**Your assignment:** Once you reach the line that contains "Target: blue sky", retype it and every line after it exactly, ending with the last line of the entries.

#### Records ####

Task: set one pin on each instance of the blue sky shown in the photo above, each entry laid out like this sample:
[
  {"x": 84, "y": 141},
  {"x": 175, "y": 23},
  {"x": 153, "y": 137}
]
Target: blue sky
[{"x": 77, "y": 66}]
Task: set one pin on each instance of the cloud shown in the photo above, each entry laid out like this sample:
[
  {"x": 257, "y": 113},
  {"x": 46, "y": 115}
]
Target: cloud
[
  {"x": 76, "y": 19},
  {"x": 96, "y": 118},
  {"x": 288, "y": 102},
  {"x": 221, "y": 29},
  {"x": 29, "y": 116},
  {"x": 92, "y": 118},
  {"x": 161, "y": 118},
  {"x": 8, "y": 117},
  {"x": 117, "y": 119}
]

####

**Answer for the task:**
Target: blue sky
[{"x": 77, "y": 66}]
Task: set one pin on each instance of the cloud shown in the photo above, each entry laid out like this sample:
[
  {"x": 257, "y": 113},
  {"x": 46, "y": 115}
]
Target: cloud
[
  {"x": 76, "y": 19},
  {"x": 96, "y": 118},
  {"x": 288, "y": 102},
  {"x": 221, "y": 29},
  {"x": 29, "y": 116},
  {"x": 92, "y": 118},
  {"x": 161, "y": 118},
  {"x": 8, "y": 117},
  {"x": 117, "y": 119}
]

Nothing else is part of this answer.